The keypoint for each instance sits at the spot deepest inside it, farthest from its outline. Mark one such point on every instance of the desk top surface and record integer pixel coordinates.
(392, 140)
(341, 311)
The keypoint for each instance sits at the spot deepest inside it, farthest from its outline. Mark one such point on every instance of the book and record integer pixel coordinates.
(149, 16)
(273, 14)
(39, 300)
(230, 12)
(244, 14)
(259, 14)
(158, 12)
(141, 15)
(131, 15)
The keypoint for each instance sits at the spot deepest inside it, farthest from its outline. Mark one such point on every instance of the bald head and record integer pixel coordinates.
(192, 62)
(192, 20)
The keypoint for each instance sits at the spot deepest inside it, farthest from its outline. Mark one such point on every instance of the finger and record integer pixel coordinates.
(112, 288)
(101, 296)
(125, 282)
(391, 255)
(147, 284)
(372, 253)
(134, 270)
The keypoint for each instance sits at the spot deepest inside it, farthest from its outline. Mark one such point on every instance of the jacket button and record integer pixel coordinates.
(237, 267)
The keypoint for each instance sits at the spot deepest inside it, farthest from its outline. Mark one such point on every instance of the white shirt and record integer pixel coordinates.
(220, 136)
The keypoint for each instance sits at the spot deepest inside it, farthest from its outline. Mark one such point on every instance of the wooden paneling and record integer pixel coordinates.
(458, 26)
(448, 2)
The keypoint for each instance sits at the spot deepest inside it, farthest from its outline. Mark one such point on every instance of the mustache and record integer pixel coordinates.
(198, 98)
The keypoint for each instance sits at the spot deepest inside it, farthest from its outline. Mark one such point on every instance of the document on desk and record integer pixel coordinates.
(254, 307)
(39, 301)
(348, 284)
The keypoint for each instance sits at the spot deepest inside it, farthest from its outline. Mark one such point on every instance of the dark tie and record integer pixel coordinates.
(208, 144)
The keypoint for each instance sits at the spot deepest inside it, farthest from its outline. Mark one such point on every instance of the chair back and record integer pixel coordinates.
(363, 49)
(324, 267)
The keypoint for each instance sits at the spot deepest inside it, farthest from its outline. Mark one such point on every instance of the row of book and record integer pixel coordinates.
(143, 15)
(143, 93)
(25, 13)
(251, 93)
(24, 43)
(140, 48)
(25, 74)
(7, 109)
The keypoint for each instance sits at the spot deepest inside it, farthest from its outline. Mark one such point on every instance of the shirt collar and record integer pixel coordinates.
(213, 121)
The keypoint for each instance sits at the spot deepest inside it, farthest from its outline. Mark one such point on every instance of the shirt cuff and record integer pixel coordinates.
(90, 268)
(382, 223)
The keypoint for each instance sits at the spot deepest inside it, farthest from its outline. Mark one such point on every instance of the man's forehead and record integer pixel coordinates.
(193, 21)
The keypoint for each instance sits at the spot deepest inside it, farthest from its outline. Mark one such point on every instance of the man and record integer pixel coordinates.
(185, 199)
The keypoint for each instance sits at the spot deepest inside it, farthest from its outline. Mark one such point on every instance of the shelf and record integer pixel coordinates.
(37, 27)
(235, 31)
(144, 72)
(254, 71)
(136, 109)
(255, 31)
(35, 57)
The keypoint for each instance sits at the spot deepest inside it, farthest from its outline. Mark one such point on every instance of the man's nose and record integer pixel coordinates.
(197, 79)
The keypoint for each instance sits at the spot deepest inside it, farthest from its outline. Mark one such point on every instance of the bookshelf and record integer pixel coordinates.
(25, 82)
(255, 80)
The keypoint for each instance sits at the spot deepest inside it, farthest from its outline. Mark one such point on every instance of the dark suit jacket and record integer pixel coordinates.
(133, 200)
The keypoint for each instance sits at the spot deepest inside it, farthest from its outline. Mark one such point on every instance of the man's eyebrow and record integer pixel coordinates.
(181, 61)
# # # #
Arrange every line of the items above as a Markdown table with the columns Number and Entry. Give each line its own numbered row and omit blank lines.

▸ **Answer to this exercise**:
| Number | Entry |
|---|---|
| 1 | The keypoint for each instance sits at the spot deepest inside it, farthest from its outline. Mark one such point on every instance of the desk top surface and record integer pixel coordinates. |
| 2 | (392, 140) |
| 3 | (341, 311) |
| 4 | The keypoint for each instance sits at the spot deepest inside it, farthest from its outline. Mark one such point on every instance of the book and record integer pixel coordinates. |
| 5 | (149, 16) |
| 6 | (273, 14) |
| 7 | (39, 300) |
| 8 | (230, 12) |
| 9 | (244, 14) |
| 10 | (259, 14) |
| 11 | (158, 12) |
| 12 | (141, 15) |
| 13 | (131, 15) |
| 14 | The keypoint for each instance sits at the spot deepest inside it, farthest from its outline. Mark one such point on every instance of the bald head and record integer pixel coordinates. |
| 15 | (192, 62) |
| 16 | (192, 20) |
| 17 | The keypoint for each instance sits at the spot deepest inside it, farthest from its outline. Mark one such point on every instance of the finger and record integer pixel coordinates. |
| 18 | (112, 288) |
| 19 | (101, 296) |
| 20 | (125, 282) |
| 21 | (391, 255) |
| 22 | (147, 284) |
| 23 | (372, 253) |
| 24 | (134, 270) |
| 25 | The keypoint for each instance sits at the spot deepest inside it, farthest from its outline. Mark one such point on every instance of the jacket button and record integer pixel coordinates. |
| 26 | (237, 267) |
| 27 | The keypoint for each instance sits at the spot deepest inside it, farthest from its outline. Mark one such point on every instance of the white shirt and record integer pixel coordinates. |
| 28 | (220, 136) |
| 29 | The keypoint for each instance sits at the spot deepest inside it, farthest from its outline. Mark one such point on every instance of the wooden paneling and record integer pixel coordinates. |
| 30 | (458, 26) |
| 31 | (448, 2) |
| 32 | The keypoint for each instance sits at the spot deepest inside it, farthest from its outline. Mark one such point on every instance of the mustache and record integer pixel coordinates. |
| 33 | (198, 98) |
| 34 | The keypoint for each instance sits at the spot deepest inside it, farthest from its outline. Mark one such point on every instance of the document on desk and record integer pixel coordinates. |
| 35 | (254, 307) |
| 36 | (39, 301) |
| 37 | (348, 284) |
| 38 | The keypoint for each instance sits at the spot deepest inside it, farthest from its outline. Mark one such point on every instance of the dark tie and record integer pixel coordinates. |
| 39 | (208, 144) |
| 40 | The keypoint for each instance sits at the spot deepest inside it, farthest from its outline. Mark one such point on every instance of the chair back and record integer pixel coordinates. |
| 41 | (363, 49) |
| 42 | (324, 267) |
| 43 | The keypoint for each instance sits at the spot deepest inside it, farthest from its outline. Mark one such point on every instance of the row of book and record integer pixel coordinates. |
| 44 | (143, 15) |
| 45 | (143, 93) |
| 46 | (25, 13) |
| 47 | (251, 93) |
| 48 | (24, 43) |
| 49 | (140, 48) |
| 50 | (25, 74) |
| 51 | (7, 109) |
| 52 | The keypoint for each instance sits at the spot deepest inside it, farthest from its outline. Mark one such point on every instance of the shirt collar and record integer pixel coordinates. |
| 53 | (213, 121) |
| 54 | The keypoint for each instance sits at the spot deepest inside it, farthest from its outline. Mark one such point on every instance of the shirt cuff and record integer pixel coordinates. |
| 55 | (90, 268) |
| 56 | (382, 223) |
| 57 | The keypoint for each instance sits at the spot deepest inside it, farthest from its outline. Mark one such point on every instance of the man's forehead and record integer pixel coordinates. |
| 58 | (193, 21) |
| 59 | The keypoint for each instance sits at the spot deepest inside it, farthest from its outline. Mark one such point on every instance of the man and record integer pixel coordinates. |
| 60 | (185, 199) |
| 61 | The keypoint for each instance sits at the spot deepest inside it, farthest from its outline. Mark one such point on every instance of the shelf and record integer pixel coordinates. |
| 62 | (37, 27) |
| 63 | (235, 31) |
| 64 | (144, 72) |
| 65 | (254, 71) |
| 66 | (136, 109) |
| 67 | (255, 31) |
| 68 | (35, 57) |
| 69 | The keypoint for each instance sits at the spot deepest inside it, farthest from its outline. Mark one such point on every instance of the man's nose and record integer pixel coordinates. |
| 70 | (197, 79) |
| 71 | The keypoint for each instance sits at the spot deepest inside it, farthest from its outline. Mark one such point on every instance of the bookshelf and record integer pixel coordinates. |
| 72 | (25, 82) |
| 73 | (255, 80) |
| 74 | The keypoint for each instance sits at the spot deepest inside it, farthest from its outline. Mark one such point on every instance of the dark suit jacket and record integer pixel coordinates. |
| 75 | (133, 200) |
| 76 | The keypoint for each instance sits at the spot deepest inside it, farthest from its outline. Mark one such point on every instance of the man's eyebrow and record integer pixel coordinates. |
| 77 | (181, 61) |